# [Data entries]
· · · · · · ·
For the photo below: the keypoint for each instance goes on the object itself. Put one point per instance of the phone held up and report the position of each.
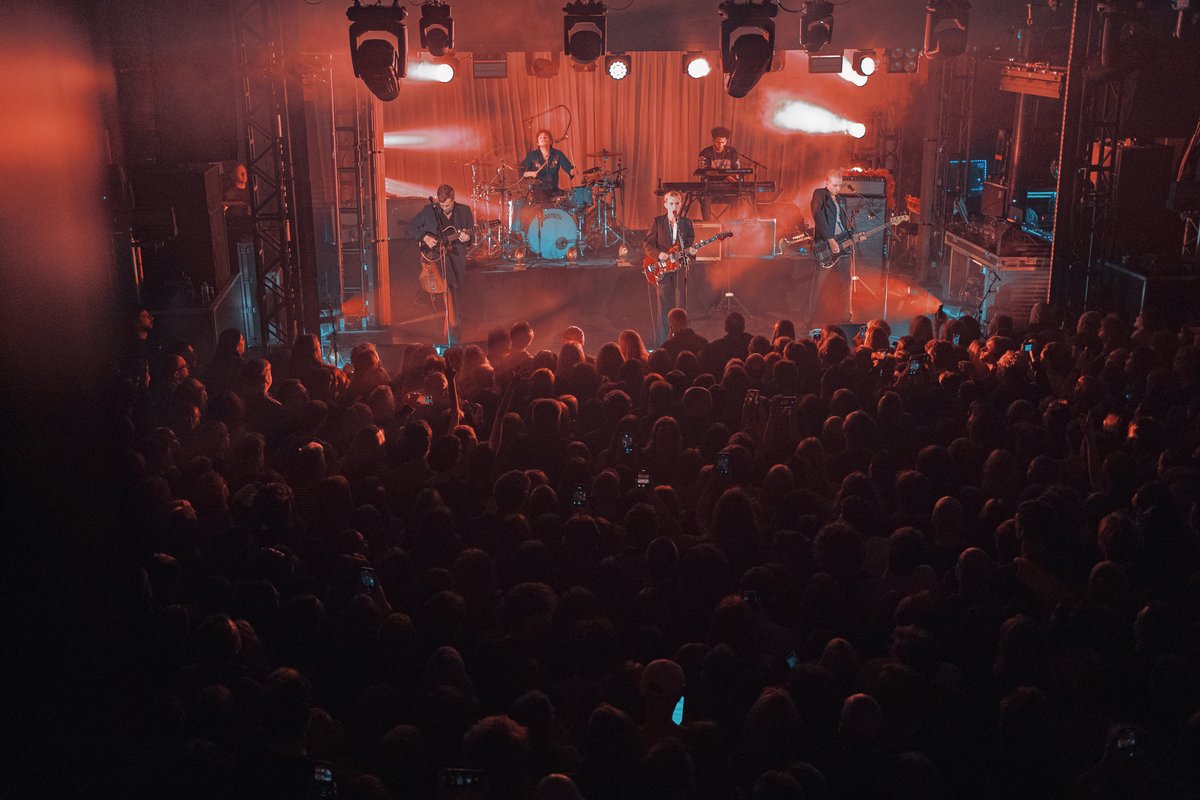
(323, 786)
(579, 497)
(455, 783)
(367, 581)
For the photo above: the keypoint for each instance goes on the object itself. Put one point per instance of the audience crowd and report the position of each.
(958, 563)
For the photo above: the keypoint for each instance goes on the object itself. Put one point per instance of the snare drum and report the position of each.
(551, 232)
(580, 197)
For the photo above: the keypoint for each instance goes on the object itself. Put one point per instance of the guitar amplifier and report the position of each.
(867, 212)
(853, 184)
(707, 230)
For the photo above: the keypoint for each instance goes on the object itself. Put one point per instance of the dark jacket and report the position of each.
(658, 238)
(825, 214)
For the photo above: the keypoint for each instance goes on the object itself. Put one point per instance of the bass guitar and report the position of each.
(655, 269)
(828, 259)
(450, 234)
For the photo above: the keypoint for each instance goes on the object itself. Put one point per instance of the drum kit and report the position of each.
(567, 226)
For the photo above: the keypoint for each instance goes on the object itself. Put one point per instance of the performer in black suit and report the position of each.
(831, 218)
(717, 156)
(543, 164)
(430, 224)
(667, 230)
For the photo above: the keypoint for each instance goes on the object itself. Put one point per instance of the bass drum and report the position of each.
(551, 233)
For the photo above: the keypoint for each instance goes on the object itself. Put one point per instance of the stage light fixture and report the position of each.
(617, 66)
(696, 65)
(825, 64)
(585, 30)
(865, 62)
(903, 59)
(543, 65)
(437, 28)
(748, 43)
(378, 61)
(816, 25)
(946, 28)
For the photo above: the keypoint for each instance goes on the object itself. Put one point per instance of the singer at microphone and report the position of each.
(832, 221)
(541, 167)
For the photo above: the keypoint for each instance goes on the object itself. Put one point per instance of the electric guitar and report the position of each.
(828, 259)
(676, 256)
(450, 234)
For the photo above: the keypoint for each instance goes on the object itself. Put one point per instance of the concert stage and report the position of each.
(604, 298)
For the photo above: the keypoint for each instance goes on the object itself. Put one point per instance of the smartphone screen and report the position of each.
(367, 579)
(323, 782)
(723, 463)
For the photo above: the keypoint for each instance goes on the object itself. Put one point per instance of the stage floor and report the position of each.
(604, 296)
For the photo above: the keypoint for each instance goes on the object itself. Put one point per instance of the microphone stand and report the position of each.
(754, 192)
(438, 218)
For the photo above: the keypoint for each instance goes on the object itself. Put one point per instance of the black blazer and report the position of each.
(658, 238)
(825, 214)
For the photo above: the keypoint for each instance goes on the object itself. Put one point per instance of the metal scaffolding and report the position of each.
(267, 107)
(1093, 108)
(946, 154)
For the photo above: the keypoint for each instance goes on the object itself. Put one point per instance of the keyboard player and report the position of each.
(718, 156)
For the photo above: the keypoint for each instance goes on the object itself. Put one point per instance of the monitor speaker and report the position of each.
(707, 230)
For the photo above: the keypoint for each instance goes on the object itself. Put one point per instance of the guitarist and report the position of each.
(430, 226)
(670, 229)
(831, 220)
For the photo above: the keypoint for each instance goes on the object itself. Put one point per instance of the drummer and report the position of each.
(543, 164)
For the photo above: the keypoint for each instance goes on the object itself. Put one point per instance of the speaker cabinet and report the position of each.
(868, 212)
(1140, 222)
(199, 252)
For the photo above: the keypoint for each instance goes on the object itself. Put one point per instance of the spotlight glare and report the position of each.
(849, 73)
(431, 71)
(617, 66)
(807, 118)
(865, 62)
(697, 66)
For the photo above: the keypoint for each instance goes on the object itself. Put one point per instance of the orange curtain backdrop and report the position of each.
(658, 118)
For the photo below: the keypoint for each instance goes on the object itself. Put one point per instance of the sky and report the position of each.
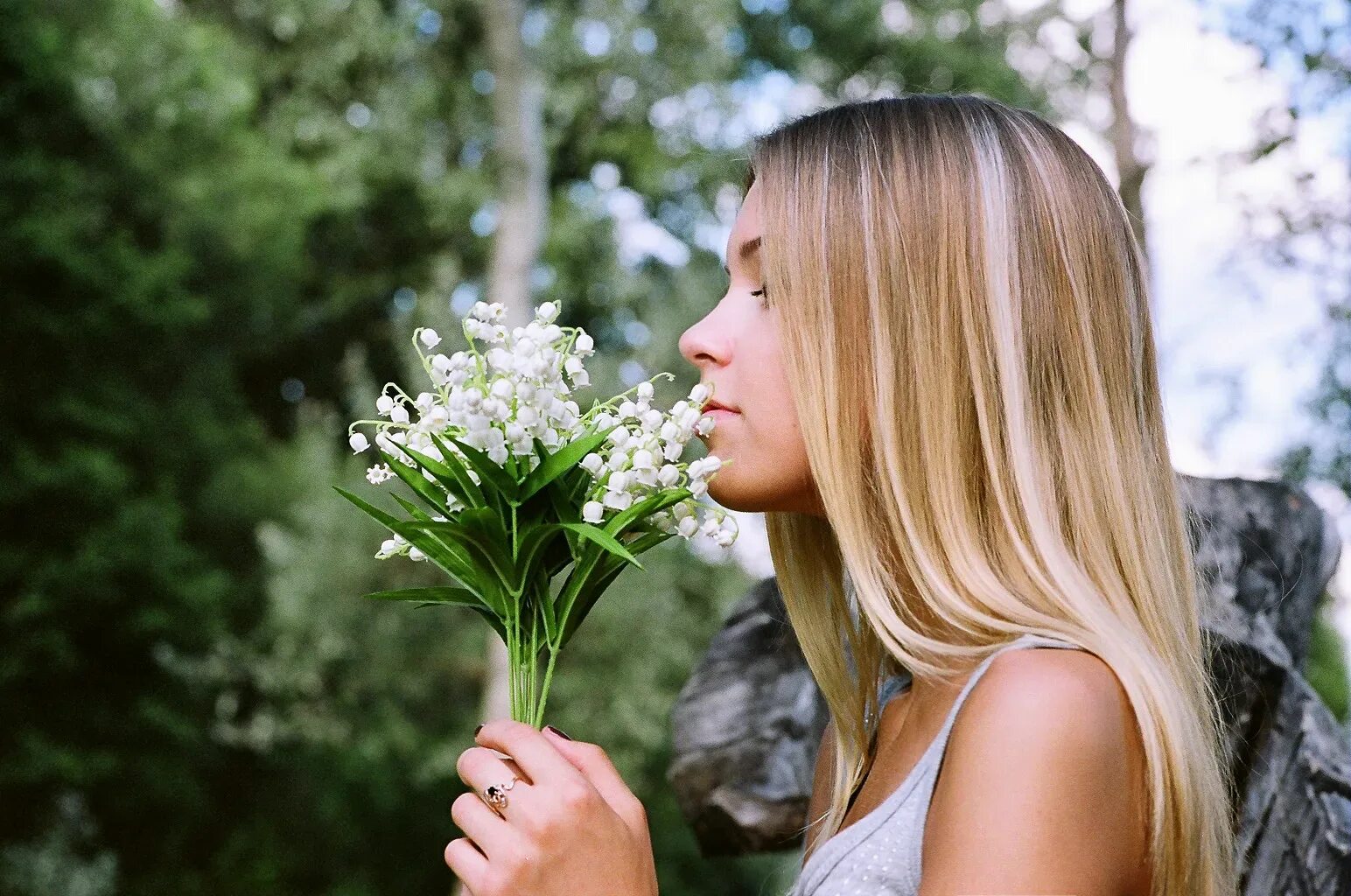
(1241, 340)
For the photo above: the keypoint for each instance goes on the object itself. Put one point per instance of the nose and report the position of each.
(703, 345)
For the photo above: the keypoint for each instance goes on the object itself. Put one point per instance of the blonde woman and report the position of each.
(936, 379)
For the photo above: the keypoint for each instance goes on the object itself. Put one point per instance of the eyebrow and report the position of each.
(746, 250)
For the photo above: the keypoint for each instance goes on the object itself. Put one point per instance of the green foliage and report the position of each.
(1326, 668)
(206, 208)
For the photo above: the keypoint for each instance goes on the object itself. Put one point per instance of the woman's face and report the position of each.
(735, 347)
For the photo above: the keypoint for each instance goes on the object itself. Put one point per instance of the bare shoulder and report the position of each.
(1042, 784)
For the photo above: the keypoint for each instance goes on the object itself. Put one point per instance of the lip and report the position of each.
(714, 406)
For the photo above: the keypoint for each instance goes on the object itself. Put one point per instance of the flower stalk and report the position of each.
(515, 484)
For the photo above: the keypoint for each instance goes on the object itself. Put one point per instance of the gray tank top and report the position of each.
(879, 853)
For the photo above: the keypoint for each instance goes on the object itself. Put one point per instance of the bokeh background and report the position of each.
(221, 219)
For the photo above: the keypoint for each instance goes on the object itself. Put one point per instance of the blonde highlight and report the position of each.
(966, 334)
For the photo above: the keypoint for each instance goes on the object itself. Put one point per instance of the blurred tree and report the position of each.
(219, 223)
(1306, 46)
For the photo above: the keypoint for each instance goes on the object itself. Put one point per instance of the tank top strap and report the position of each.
(1028, 640)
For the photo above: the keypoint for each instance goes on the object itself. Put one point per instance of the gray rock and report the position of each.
(749, 720)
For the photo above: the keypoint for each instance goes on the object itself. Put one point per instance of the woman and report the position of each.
(938, 368)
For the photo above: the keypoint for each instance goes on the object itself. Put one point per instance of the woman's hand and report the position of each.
(570, 824)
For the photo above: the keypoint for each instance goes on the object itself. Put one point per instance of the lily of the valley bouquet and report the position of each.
(516, 486)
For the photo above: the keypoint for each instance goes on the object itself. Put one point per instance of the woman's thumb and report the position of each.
(591, 760)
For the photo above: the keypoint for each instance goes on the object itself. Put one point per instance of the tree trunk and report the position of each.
(522, 178)
(1124, 134)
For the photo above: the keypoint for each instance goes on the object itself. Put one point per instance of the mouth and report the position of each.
(710, 407)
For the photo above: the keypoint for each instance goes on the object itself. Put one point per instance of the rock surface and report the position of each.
(749, 720)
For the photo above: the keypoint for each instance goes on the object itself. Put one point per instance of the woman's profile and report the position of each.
(939, 384)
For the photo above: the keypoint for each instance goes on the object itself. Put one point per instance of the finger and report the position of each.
(481, 824)
(480, 768)
(531, 750)
(596, 766)
(467, 864)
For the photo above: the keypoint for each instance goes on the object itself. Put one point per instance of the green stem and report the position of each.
(534, 657)
(543, 694)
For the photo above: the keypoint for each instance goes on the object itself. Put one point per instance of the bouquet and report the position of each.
(516, 486)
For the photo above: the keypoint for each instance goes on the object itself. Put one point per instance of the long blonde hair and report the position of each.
(966, 332)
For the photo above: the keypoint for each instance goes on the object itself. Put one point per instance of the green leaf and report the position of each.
(412, 508)
(469, 491)
(444, 596)
(554, 466)
(619, 523)
(603, 538)
(432, 496)
(598, 580)
(491, 563)
(447, 557)
(488, 471)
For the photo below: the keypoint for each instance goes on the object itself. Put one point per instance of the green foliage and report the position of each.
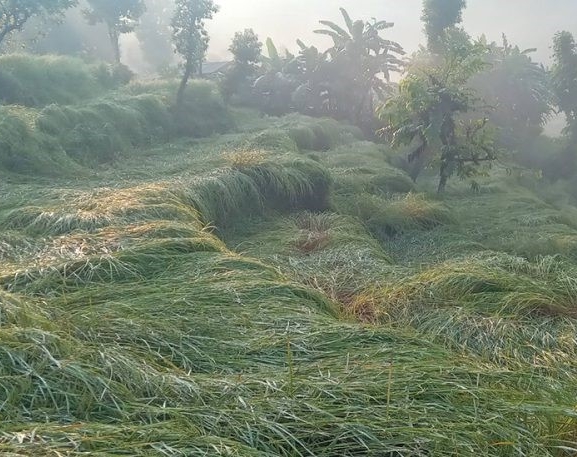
(564, 75)
(202, 111)
(16, 13)
(154, 34)
(190, 37)
(23, 150)
(440, 16)
(425, 114)
(40, 80)
(100, 131)
(246, 50)
(398, 214)
(119, 16)
(518, 89)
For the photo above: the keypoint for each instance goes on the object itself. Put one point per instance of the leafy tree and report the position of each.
(246, 49)
(439, 16)
(564, 82)
(190, 36)
(154, 34)
(564, 76)
(518, 89)
(120, 16)
(361, 62)
(428, 114)
(275, 87)
(14, 14)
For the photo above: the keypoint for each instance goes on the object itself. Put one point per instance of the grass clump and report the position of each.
(202, 112)
(27, 151)
(491, 284)
(387, 217)
(98, 132)
(42, 80)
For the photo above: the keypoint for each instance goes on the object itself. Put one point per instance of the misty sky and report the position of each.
(528, 23)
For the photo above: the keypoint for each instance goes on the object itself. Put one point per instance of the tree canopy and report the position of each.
(190, 36)
(439, 16)
(428, 114)
(120, 16)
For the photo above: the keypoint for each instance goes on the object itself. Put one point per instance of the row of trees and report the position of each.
(459, 100)
(189, 36)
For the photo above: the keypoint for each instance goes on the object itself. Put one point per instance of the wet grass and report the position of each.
(242, 295)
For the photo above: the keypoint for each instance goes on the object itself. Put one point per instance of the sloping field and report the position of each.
(283, 291)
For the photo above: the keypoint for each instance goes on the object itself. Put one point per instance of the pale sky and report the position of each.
(528, 23)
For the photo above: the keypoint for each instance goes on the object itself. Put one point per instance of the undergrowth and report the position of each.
(241, 295)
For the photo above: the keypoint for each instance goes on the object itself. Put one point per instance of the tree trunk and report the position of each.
(188, 69)
(444, 177)
(3, 34)
(115, 41)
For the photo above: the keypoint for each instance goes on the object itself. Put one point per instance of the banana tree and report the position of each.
(362, 62)
(275, 87)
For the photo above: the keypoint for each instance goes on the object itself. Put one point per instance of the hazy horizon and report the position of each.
(527, 23)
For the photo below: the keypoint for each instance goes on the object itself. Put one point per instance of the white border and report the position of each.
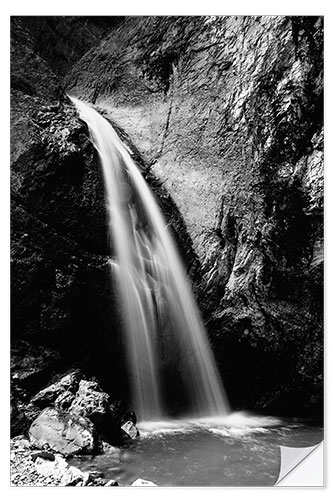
(61, 7)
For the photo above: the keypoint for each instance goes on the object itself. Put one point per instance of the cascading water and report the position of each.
(161, 320)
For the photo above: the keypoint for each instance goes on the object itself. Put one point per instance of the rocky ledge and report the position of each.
(30, 467)
(72, 416)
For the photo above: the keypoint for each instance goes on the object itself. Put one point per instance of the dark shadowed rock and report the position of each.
(130, 430)
(228, 111)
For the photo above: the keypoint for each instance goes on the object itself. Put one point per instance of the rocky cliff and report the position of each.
(224, 115)
(228, 111)
(62, 296)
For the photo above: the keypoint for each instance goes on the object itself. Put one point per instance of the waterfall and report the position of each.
(163, 328)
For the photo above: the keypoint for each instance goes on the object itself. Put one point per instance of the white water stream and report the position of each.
(161, 321)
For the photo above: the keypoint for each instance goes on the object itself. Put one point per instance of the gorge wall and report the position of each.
(226, 117)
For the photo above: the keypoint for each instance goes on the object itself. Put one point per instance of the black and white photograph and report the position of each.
(166, 249)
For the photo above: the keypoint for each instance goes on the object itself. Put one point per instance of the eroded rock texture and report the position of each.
(228, 111)
(62, 297)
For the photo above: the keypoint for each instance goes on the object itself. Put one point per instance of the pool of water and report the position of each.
(238, 450)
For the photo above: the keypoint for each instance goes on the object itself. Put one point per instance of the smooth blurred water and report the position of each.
(238, 450)
(168, 349)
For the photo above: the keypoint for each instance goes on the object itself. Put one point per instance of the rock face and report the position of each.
(62, 296)
(63, 435)
(77, 416)
(228, 111)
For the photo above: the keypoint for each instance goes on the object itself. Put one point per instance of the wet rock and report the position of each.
(45, 455)
(143, 482)
(64, 401)
(91, 402)
(63, 434)
(130, 430)
(112, 482)
(71, 477)
(20, 443)
(55, 468)
(57, 393)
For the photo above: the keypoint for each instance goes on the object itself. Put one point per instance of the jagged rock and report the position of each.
(20, 443)
(235, 111)
(112, 482)
(58, 392)
(45, 455)
(63, 434)
(143, 482)
(64, 401)
(72, 476)
(130, 430)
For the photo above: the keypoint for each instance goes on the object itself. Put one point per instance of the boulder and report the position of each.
(143, 482)
(91, 402)
(64, 401)
(66, 385)
(71, 477)
(63, 434)
(130, 430)
(46, 455)
(112, 482)
(55, 468)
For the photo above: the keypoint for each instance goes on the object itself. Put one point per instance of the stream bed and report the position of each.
(238, 450)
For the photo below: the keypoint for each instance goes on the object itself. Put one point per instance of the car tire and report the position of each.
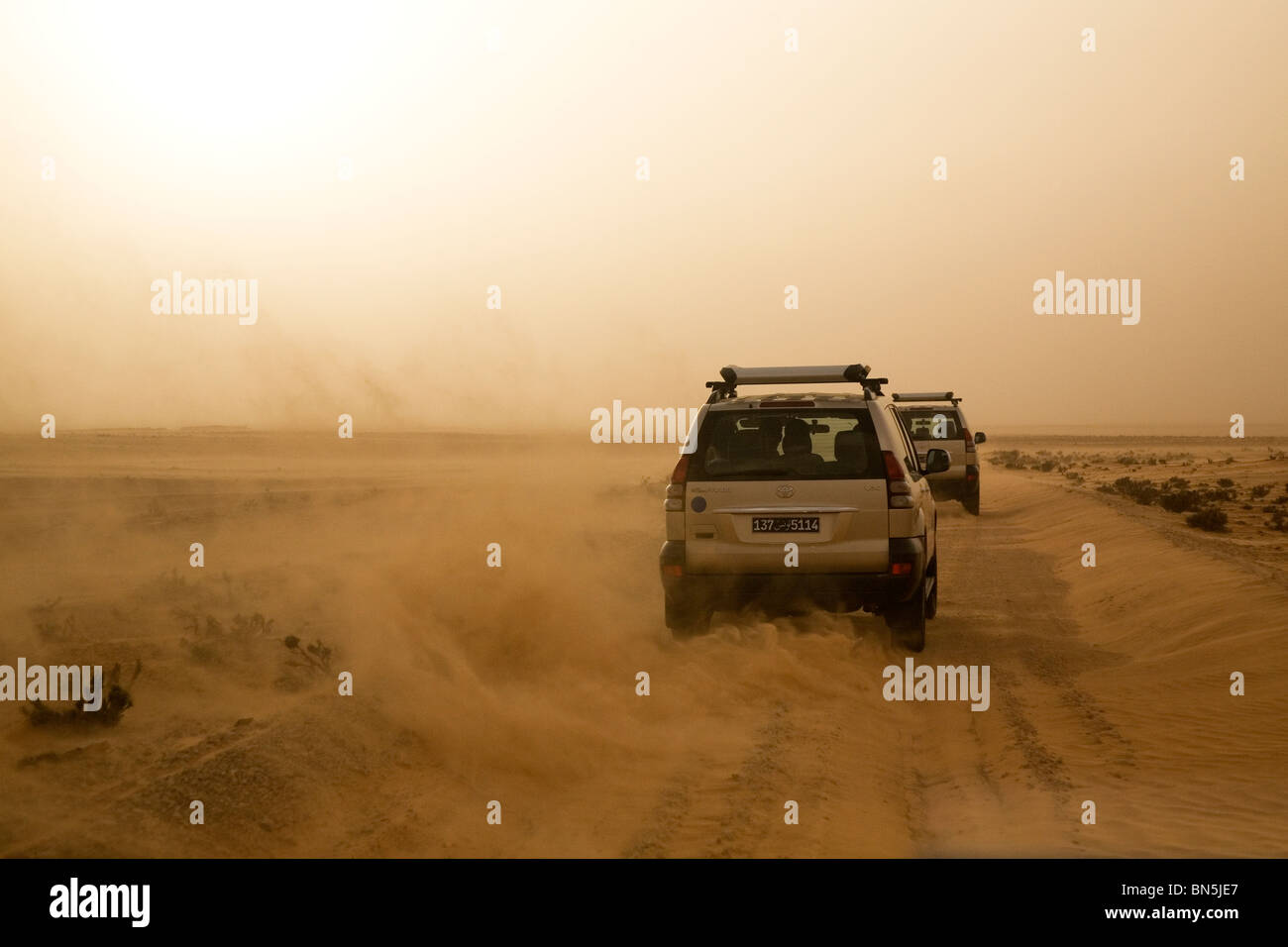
(907, 620)
(932, 598)
(687, 620)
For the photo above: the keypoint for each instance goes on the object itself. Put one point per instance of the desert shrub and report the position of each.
(1210, 519)
(1180, 500)
(1141, 491)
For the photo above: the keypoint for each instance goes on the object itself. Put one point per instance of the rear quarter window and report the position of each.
(932, 423)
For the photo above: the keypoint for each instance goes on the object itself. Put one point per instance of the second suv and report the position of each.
(935, 419)
(802, 499)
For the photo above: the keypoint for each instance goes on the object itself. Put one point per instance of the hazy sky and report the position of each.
(497, 145)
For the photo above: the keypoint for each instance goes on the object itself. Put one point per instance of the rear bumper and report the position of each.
(954, 484)
(838, 591)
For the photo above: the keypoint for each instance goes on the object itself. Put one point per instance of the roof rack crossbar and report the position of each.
(925, 395)
(733, 375)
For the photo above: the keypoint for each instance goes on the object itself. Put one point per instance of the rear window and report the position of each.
(789, 444)
(931, 423)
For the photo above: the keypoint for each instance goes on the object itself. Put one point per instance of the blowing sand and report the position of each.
(518, 684)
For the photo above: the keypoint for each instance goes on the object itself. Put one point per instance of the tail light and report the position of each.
(675, 488)
(898, 489)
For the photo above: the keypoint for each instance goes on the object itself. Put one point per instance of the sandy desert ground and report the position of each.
(518, 684)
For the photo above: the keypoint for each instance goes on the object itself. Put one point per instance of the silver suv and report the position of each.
(802, 499)
(935, 419)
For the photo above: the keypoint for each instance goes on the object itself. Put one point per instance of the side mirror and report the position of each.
(936, 460)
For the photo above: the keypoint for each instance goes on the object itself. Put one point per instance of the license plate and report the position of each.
(785, 523)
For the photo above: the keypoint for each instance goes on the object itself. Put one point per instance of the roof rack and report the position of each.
(733, 375)
(926, 395)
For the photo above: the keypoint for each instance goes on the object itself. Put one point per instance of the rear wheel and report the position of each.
(907, 620)
(932, 598)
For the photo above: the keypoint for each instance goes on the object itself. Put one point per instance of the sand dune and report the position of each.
(518, 684)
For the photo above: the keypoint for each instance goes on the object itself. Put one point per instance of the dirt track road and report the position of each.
(518, 684)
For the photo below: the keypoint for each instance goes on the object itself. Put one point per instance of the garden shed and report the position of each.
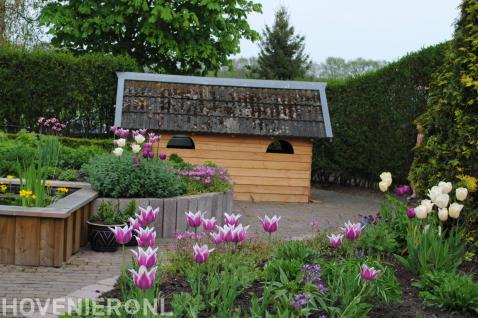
(260, 130)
· · · · · · ·
# [Required work]
Reproduce verbatim everything in the material above, from the line containing "silver suv and report the position of each." down to the end of the material, leaving the pictures out.

# [The answer]
For the photo above: the keypoint for each instance goes on the object itself. Put one point per instance of the silver suv and report the position of each.
(802, 499)
(935, 419)
For the photo above: the keypoint for each instance goes on the object itself. Put one point per instance of the side mirror and report the position of each.
(936, 460)
For the photo above: the keypoint for each instance goes on the object itself. Put one point per instance of the license plate and report the position of each.
(785, 523)
For the photo above: the keypoint for each instance goes on the object itself. Put one point per instance of the roof rack and report the position of each.
(733, 375)
(926, 395)
For the photo above: the keypoint for each instance goes on the object itself. Put one point per instance of the rear wheel and report the position of each.
(907, 620)
(932, 598)
For the photo above: the keypoint for each instance goes on the object itself. Put one point per instance of the sand dune and report the position of each.
(518, 684)
For the photo above: the keypoint for each instance goes on the object itself. Put one point per instance of the dirt track road and report the position of each.
(518, 684)
For the photo below: the keypoint for each instance goes on the object itself. Put one point per instance of the garden shed and report the position of each.
(260, 130)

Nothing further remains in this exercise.